(Stored dataset listing)
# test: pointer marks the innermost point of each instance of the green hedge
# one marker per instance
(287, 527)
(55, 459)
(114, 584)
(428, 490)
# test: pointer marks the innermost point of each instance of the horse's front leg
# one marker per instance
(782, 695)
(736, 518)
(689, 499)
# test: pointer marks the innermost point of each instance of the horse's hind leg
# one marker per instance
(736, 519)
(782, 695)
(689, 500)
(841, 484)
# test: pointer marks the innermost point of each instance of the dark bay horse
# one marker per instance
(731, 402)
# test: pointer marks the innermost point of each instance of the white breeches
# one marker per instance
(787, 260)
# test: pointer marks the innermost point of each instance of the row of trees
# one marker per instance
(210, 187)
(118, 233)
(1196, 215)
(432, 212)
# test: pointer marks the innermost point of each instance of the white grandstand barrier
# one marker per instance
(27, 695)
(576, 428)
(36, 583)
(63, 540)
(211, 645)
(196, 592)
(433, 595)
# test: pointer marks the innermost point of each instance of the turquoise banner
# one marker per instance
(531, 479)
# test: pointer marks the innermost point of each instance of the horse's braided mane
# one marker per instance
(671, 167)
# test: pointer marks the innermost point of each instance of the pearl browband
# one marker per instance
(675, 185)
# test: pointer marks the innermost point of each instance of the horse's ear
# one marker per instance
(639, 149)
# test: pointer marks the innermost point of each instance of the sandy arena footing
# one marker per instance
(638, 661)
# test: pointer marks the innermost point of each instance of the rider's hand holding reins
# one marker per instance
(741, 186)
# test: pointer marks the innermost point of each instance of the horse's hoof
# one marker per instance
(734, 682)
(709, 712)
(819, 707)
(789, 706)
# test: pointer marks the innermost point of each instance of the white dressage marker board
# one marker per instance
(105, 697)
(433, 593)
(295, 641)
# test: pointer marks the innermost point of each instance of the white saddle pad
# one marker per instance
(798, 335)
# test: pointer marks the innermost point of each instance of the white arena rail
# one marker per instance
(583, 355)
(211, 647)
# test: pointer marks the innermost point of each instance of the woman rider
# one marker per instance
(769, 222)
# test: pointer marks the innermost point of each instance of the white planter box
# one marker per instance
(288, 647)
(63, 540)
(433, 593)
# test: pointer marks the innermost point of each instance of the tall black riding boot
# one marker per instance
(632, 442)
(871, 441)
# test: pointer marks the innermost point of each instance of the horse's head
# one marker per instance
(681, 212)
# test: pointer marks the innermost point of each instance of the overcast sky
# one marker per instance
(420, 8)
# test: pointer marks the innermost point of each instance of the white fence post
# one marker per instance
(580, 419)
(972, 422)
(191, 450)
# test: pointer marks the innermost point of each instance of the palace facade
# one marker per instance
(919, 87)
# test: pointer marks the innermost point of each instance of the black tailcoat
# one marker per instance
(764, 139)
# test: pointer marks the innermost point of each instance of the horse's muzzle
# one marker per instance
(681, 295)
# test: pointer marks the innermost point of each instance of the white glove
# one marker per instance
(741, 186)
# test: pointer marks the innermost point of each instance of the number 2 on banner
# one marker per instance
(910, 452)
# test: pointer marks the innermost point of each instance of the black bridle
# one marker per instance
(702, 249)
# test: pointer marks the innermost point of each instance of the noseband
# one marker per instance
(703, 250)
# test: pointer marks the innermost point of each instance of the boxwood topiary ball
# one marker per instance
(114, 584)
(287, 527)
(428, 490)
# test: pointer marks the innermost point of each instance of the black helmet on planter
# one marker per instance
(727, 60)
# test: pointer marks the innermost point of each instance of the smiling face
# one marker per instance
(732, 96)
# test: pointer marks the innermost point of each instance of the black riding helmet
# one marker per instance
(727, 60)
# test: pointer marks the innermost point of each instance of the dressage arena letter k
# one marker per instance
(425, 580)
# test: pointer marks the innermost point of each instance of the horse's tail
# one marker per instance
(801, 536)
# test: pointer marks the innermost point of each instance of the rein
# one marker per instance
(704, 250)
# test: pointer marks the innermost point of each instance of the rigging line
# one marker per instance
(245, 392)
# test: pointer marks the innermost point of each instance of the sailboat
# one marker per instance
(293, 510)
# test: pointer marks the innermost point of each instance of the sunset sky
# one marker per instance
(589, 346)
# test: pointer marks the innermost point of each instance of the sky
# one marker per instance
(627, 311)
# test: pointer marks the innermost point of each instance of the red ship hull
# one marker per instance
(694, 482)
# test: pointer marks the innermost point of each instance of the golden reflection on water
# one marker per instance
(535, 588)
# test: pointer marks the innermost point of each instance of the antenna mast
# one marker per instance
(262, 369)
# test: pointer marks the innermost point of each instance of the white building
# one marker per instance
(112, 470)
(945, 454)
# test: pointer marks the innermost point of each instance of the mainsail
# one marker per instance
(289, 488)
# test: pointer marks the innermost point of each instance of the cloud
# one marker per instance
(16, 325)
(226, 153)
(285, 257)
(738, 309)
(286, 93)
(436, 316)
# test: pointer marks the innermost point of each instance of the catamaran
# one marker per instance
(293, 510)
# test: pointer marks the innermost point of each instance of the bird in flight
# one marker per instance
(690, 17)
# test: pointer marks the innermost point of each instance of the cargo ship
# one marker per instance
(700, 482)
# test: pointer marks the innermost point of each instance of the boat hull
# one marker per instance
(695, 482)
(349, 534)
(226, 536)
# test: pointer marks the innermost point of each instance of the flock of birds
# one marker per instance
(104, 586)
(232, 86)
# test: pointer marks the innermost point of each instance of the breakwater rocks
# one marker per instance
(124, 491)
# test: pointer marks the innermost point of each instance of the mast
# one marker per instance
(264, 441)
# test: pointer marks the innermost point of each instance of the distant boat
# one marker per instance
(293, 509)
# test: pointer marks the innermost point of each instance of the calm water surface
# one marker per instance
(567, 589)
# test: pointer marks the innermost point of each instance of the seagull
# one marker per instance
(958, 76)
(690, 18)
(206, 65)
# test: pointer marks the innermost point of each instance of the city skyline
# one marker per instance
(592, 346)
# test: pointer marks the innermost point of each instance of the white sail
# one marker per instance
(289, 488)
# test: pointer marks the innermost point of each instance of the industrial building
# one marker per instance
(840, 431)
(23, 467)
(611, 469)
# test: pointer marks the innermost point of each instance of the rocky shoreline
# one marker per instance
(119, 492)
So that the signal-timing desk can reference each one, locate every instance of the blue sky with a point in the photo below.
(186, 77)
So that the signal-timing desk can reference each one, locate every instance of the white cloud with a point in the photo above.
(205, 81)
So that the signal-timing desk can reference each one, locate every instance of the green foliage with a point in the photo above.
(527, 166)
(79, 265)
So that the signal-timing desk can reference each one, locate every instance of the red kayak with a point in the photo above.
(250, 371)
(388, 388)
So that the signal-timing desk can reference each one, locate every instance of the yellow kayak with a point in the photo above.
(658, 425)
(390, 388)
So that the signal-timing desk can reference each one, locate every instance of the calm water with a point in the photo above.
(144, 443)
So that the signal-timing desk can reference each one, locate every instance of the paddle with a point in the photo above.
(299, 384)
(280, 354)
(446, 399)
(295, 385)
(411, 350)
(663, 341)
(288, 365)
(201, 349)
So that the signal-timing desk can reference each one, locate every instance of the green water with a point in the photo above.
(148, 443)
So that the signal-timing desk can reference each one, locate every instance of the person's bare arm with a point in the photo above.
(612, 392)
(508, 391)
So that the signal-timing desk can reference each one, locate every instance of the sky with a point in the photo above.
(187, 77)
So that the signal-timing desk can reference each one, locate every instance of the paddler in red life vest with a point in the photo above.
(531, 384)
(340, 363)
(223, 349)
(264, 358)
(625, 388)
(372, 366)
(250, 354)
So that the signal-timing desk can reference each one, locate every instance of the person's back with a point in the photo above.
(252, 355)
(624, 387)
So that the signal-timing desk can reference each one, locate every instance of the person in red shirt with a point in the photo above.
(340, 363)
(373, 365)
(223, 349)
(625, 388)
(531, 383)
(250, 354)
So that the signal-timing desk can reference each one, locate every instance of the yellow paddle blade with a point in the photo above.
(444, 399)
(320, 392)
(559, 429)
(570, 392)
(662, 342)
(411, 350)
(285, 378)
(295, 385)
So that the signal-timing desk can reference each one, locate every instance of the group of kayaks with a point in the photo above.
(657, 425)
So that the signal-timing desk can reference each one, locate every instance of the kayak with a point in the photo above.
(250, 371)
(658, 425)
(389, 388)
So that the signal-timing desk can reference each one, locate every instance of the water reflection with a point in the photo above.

**What you are asked to do:** Can you render the lines of the listing above as a numbered list, starting at the line that contains "kayaks with a point in the photo above." and continuing through the final line of the listing, with blank lines left out?

**In response:**
1. So that the signal-timing desk can reference each one, locate every instance of the group of kayaks with a point in the photo above.
2. (657, 425)
3. So that the signal-timing desk can reference each one, locate every instance of the kayak with a point in the photo above.
4. (250, 371)
5. (658, 425)
6. (389, 388)
7. So that the signal-timing desk can reference each one, locate every instance of the water reflection with a point in the photo above.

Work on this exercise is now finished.